Task directions: The listing is to be duplicated in full, exactly as written.

Provided records:
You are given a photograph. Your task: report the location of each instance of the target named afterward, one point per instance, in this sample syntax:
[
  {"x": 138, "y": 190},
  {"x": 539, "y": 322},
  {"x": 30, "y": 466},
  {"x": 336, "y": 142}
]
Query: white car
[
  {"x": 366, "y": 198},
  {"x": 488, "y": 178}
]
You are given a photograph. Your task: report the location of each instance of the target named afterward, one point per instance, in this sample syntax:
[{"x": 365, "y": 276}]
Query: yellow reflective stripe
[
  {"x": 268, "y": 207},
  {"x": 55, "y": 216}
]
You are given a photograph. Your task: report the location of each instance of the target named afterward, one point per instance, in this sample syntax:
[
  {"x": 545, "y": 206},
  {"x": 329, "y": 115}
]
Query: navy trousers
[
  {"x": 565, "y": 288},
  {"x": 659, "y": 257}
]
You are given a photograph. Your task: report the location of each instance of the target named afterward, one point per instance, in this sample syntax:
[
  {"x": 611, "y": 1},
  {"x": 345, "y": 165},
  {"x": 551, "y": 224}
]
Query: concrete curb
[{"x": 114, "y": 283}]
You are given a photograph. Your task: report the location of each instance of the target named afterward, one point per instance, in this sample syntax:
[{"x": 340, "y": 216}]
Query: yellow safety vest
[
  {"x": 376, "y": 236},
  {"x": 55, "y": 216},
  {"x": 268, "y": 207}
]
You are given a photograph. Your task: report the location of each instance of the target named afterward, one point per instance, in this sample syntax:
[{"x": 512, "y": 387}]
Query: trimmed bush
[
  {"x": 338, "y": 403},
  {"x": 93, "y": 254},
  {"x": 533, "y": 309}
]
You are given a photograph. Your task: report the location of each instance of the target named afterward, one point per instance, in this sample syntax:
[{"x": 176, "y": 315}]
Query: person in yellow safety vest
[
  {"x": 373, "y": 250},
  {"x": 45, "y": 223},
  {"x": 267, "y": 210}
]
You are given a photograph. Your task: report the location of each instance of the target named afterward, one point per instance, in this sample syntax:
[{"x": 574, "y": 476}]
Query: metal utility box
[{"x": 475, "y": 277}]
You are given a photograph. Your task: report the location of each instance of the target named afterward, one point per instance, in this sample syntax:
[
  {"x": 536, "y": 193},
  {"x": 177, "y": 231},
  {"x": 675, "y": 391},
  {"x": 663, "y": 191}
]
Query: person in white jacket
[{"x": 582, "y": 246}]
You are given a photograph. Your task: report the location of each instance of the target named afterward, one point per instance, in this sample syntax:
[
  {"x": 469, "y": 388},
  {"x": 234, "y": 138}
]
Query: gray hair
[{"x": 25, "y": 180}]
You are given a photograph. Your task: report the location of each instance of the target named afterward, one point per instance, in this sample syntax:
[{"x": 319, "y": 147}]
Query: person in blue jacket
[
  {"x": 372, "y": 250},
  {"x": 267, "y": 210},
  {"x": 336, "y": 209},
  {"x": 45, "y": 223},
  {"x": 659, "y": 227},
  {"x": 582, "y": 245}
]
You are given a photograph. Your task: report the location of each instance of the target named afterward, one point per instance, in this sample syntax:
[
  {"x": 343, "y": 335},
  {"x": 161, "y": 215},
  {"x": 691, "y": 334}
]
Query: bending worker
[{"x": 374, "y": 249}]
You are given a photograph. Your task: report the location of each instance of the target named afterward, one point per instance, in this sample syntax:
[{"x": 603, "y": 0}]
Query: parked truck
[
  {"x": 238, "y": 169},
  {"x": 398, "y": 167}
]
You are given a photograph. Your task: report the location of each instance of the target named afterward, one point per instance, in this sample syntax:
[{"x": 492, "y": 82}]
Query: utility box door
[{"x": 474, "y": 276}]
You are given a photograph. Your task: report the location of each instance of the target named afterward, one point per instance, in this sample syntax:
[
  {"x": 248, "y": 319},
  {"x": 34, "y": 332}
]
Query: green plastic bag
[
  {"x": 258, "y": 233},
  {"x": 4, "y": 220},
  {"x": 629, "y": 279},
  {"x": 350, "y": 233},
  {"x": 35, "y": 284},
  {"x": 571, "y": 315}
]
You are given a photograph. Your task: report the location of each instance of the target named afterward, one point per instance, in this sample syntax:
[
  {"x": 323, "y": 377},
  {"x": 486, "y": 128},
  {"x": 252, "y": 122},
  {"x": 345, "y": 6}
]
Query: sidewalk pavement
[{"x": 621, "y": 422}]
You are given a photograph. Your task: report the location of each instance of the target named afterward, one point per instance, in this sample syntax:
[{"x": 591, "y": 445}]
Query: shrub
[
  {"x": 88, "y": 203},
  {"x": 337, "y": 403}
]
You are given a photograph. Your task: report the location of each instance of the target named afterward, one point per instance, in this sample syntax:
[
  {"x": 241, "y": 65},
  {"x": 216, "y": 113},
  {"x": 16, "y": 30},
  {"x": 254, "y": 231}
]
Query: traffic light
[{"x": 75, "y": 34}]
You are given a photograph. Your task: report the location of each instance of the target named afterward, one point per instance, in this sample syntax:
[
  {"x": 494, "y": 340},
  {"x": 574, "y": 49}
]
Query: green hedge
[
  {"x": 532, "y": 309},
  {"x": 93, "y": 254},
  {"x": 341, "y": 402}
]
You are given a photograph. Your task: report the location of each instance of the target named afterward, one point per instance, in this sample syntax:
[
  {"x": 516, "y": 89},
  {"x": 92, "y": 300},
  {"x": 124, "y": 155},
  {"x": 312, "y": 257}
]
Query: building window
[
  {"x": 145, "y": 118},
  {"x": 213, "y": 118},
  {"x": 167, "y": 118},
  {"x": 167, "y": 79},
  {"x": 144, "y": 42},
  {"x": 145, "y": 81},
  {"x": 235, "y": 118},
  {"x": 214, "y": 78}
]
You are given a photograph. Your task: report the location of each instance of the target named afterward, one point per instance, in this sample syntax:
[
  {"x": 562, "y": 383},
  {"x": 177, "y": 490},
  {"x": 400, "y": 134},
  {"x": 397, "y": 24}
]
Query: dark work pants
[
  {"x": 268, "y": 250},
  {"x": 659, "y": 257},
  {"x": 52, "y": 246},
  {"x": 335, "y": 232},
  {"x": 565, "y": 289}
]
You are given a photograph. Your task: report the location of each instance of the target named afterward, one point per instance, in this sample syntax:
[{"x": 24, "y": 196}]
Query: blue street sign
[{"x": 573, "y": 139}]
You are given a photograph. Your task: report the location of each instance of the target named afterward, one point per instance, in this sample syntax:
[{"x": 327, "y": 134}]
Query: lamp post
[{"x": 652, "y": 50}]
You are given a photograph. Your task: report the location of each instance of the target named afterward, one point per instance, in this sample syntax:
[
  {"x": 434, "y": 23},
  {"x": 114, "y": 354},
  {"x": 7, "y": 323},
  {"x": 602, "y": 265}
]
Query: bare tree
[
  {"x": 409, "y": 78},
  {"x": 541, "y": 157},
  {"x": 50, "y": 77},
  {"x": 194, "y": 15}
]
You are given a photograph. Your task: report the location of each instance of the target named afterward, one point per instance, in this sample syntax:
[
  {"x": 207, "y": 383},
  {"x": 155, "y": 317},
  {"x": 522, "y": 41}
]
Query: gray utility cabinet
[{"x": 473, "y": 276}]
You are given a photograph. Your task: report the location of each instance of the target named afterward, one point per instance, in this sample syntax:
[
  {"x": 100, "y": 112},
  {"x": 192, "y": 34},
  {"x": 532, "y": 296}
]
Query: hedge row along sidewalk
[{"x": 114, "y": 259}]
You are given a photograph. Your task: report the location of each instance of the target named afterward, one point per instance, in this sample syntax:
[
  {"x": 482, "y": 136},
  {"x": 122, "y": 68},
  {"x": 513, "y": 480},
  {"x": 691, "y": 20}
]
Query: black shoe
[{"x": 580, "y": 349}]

Task solution:
You are given a photograph. Your task: report the location of each instance of the target named afterward, one point per instance, in this sample syntax:
[
  {"x": 138, "y": 190},
  {"x": 539, "y": 322},
  {"x": 30, "y": 466},
  {"x": 336, "y": 142}
]
Query: white car
[
  {"x": 366, "y": 198},
  {"x": 488, "y": 178}
]
You are given a photograph. Your task: report the location of each instance of the target named afterward, one point per instance, in this sample syntax:
[{"x": 365, "y": 276}]
Query: yellow reflective stripe
[
  {"x": 268, "y": 207},
  {"x": 55, "y": 216}
]
You are given a photograph. Your task: report the location of each instance of the target named afterward, one point per instance, in this sample syntax:
[
  {"x": 545, "y": 206},
  {"x": 329, "y": 115}
]
Query: navy trousers
[
  {"x": 565, "y": 288},
  {"x": 659, "y": 257}
]
You are given a photograph. Your task: report the location of each instance of the target named afterward, one point per instance, in this sample syntax:
[
  {"x": 611, "y": 1},
  {"x": 345, "y": 165},
  {"x": 551, "y": 224}
]
Query: concrete curb
[{"x": 114, "y": 283}]
You are given a photograph. Your task: report the location of each instance of the target named afterward, one point per instance, in this sample syntax:
[{"x": 340, "y": 216}]
Query: yellow safety vest
[
  {"x": 376, "y": 236},
  {"x": 55, "y": 216},
  {"x": 268, "y": 207}
]
You are given a photograph. Your task: report the location of each instance of the target named afterward, one point per instance, in this sample syntax:
[{"x": 512, "y": 387}]
Query: trimmed bush
[
  {"x": 338, "y": 403},
  {"x": 93, "y": 254},
  {"x": 533, "y": 309}
]
You are given a photograph. Your task: report the location of each instance of the target named afterward, one point per instance, in this sample syntax:
[{"x": 176, "y": 315}]
Query: person in yellow safety vest
[
  {"x": 373, "y": 250},
  {"x": 45, "y": 223},
  {"x": 267, "y": 210}
]
You are given a photograph. Your task: report the location of each instance of the target named afterward, one point per instance, in this sample syntax:
[{"x": 574, "y": 476}]
Query: metal utility box
[{"x": 475, "y": 277}]
You are given a photograph. Your task: report the location of each instance of the target named afterward, one point per instance, in this sample syntax:
[
  {"x": 536, "y": 193},
  {"x": 177, "y": 231},
  {"x": 675, "y": 391},
  {"x": 663, "y": 191}
]
Query: person in white jacket
[{"x": 582, "y": 246}]
You are given a photograph. Your task: report the location of each instance of the target named afterward, one point per instance, in this sample syntax:
[
  {"x": 469, "y": 388},
  {"x": 234, "y": 138}
]
Query: gray hair
[{"x": 25, "y": 180}]
You are given a photograph. Your task: report the location of each instance of the target named afterward, one point per instance, in this sample syntax:
[{"x": 319, "y": 147}]
Query: person in blue jacket
[
  {"x": 372, "y": 250},
  {"x": 267, "y": 210},
  {"x": 336, "y": 209},
  {"x": 45, "y": 223},
  {"x": 659, "y": 227},
  {"x": 582, "y": 245}
]
You are given a photograph. Your task: report the location of each instance of the target named afterward, one point per instance, in this sample syntax:
[
  {"x": 343, "y": 335},
  {"x": 161, "y": 215},
  {"x": 691, "y": 334}
]
Query: bending worker
[{"x": 374, "y": 249}]
You are given a photograph. Your task: report the location of each instance of the target named afterward, one point per instance, in this sample syntax:
[{"x": 603, "y": 0}]
Query: parked truck
[
  {"x": 238, "y": 169},
  {"x": 398, "y": 167}
]
You are given a photograph. Your task: report the location of each instance of the target named afterward, one point per instance, in this sample syntax:
[{"x": 492, "y": 82}]
Query: utility box door
[{"x": 474, "y": 276}]
You are given a photograph. Your task: report the location of each instance of the target named afterward, one point per instance, in this sample syntax:
[
  {"x": 248, "y": 319},
  {"x": 34, "y": 332}
]
Query: green plastic bag
[
  {"x": 258, "y": 233},
  {"x": 4, "y": 220},
  {"x": 629, "y": 279},
  {"x": 350, "y": 233},
  {"x": 35, "y": 284},
  {"x": 571, "y": 315}
]
You are given a photograph. Your task: report the location of each instance of the target named afterward, one point per instance, in this sample syntax:
[
  {"x": 323, "y": 377},
  {"x": 486, "y": 128},
  {"x": 252, "y": 122},
  {"x": 345, "y": 6}
]
Query: sidewalk pavement
[{"x": 621, "y": 422}]
You are given a photograph. Your task: report the location of each instance of the target named afterward, one point per instance, in this sample syntax:
[{"x": 591, "y": 445}]
Query: shrub
[
  {"x": 88, "y": 203},
  {"x": 337, "y": 403}
]
You are given a photograph. Your task: report the location of each instance of the target named afterward, one point per instance, in this sample syntax:
[
  {"x": 241, "y": 65},
  {"x": 216, "y": 113},
  {"x": 16, "y": 30},
  {"x": 254, "y": 231}
]
Query: traffic light
[{"x": 75, "y": 34}]
You are given a photograph. Your task: report the location of each instance of the target named afterward, one point per instance, in this sample syntax:
[
  {"x": 494, "y": 340},
  {"x": 574, "y": 49}
]
Query: green hedge
[
  {"x": 532, "y": 309},
  {"x": 93, "y": 254},
  {"x": 341, "y": 402}
]
You are given a photograph. Your task: report the location of each instance of the target named afterward, one point per instance, in this sample syntax:
[
  {"x": 516, "y": 89},
  {"x": 92, "y": 300},
  {"x": 124, "y": 155},
  {"x": 312, "y": 257}
]
Query: building window
[
  {"x": 145, "y": 118},
  {"x": 213, "y": 118},
  {"x": 167, "y": 118},
  {"x": 167, "y": 79},
  {"x": 144, "y": 42},
  {"x": 145, "y": 81},
  {"x": 235, "y": 118},
  {"x": 214, "y": 78}
]
You are given a photograph. Your task: report the location of each instance of the target named afterward, one point per instance, in this sample syntax:
[
  {"x": 562, "y": 383},
  {"x": 177, "y": 490},
  {"x": 400, "y": 134},
  {"x": 397, "y": 24}
]
Query: dark work pants
[
  {"x": 268, "y": 250},
  {"x": 659, "y": 257},
  {"x": 52, "y": 246},
  {"x": 335, "y": 232},
  {"x": 565, "y": 289}
]
You are given a photograph. Your task: report the location of each instance of the target named afterward, one point per instance, in this sample syntax:
[{"x": 24, "y": 196}]
Query: blue street sign
[{"x": 573, "y": 139}]
You are given a photograph. Your task: report the location of each instance of the target named afterward, one point per instance, in this sample syntax:
[{"x": 327, "y": 134}]
Query: lamp post
[{"x": 652, "y": 50}]
You are given a photograph. Your task: report the location of each instance of the target named afterward, one point per instance, in this sample syntax:
[
  {"x": 434, "y": 23},
  {"x": 114, "y": 354},
  {"x": 7, "y": 323},
  {"x": 602, "y": 265}
]
Query: bare tree
[
  {"x": 409, "y": 78},
  {"x": 541, "y": 157},
  {"x": 50, "y": 77},
  {"x": 194, "y": 15}
]
You are given a photograph. Your task: report the location of each instance of the target named afterward, one point per instance, in this sample syntax:
[
  {"x": 207, "y": 383},
  {"x": 155, "y": 317},
  {"x": 522, "y": 41}
]
Query: gray utility cabinet
[{"x": 473, "y": 276}]
You are given a photograph. Your task: report the location of each instance of the target named afterward, one point per instance, in this sample syntax:
[
  {"x": 100, "y": 112},
  {"x": 192, "y": 34},
  {"x": 532, "y": 296}
]
Query: hedge row along sidewalk
[{"x": 114, "y": 259}]
You are given a photograph. Your task: report the location of each instance of the target named afterward, one point per instance, in this sample syntax:
[
  {"x": 482, "y": 136},
  {"x": 122, "y": 68},
  {"x": 513, "y": 480},
  {"x": 691, "y": 20}
]
Query: black shoe
[{"x": 580, "y": 349}]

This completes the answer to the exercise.